═════ Extrait de page
18 avril 2013

Le Président du Comité d'entreprise : son rôle, ses droits, ses obligations

Auteur : par François Sèbe, juriste en droit social
Les Cahiers Lamy du CE, n°124

À la fois membre et interlocuteur, le président du CE joue un rôle primordial dans le fonctionnement du CE. Étudier le rôle du président du CE conduit à s’interroger sur sa mission, ses obligations, et sur les droits dont il dispose pour les réaliser. Questions / réponses...
LA DÉTERMINATION DE L’EMPLOYEUR

Qui préside le CE ?

Le comité d’entreprise est présidé par l’employeur. Lui seul peut présider les réunions du comité d’entreprise. Quant au comité d’établissement, il est présidé par le chef d’établissement (Cass. soc., 7 oct. 1998, no 96-22.248).
La détermination du président dépend de la forme juridique de l’entreprise au sens du droit des sociétés.
Attention, dans certaines sociétés comme par exemple la SARL, plusieurs personnes peuvent avoir la qualité pour présider l’instance (cogérants). Si dans cette hypothèse une présidence tournante peut être instaurée, le principe d’unicité de la présidence au terme duquel la présidence du CE ne peut être assurée que par une seule personne à la fois, s’oppose à une présidence collégiale (Cass. soc., 16 mars 1993, no 92-81.168).

Le CE peut-il siéger en l’absence de président ?
══════════
**À faire:**
A - Relevez toutes les dates qui figurent dans l'extrait.
B - Recopiez le passage de l'extrait commençant par « Auteur : par » et allant jusqu'à « Questions / réponses... », en changeant « président » en « secrétaire ».
Les lignes qui viennent sont indépendantes de l'extrait.
═════ Données recueillies
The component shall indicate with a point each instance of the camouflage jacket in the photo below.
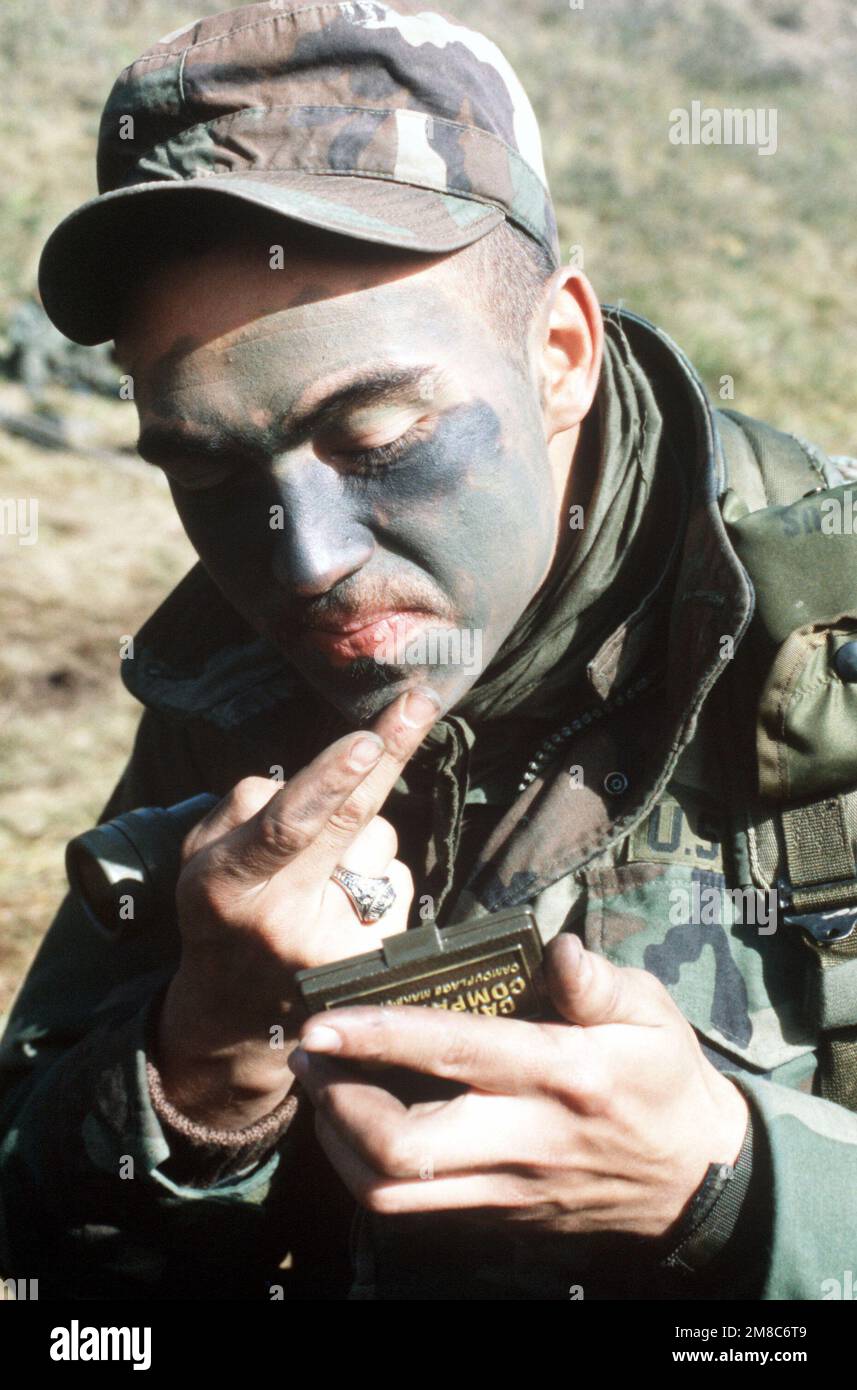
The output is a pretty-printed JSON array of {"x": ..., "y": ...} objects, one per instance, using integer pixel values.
[{"x": 102, "y": 1198}]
══════════
**Réponses:**
A -
18 avril 2013
7 oct. 1998
16 mars 1993

B -
Auteur : par François Sèbe, juriste en droit social
Les Cahiers Lamy du CE, n°124

À la fois membre et interlocuteur, le secrétaire du CE joue un rôle primordial dans le fonctionnement du CE. Étudier le rôle du secrétaire du CE conduit à s’interroger sur sa mission, ses obligations, et sur les droits dont il dispose pour les réaliser. Questions / réponses...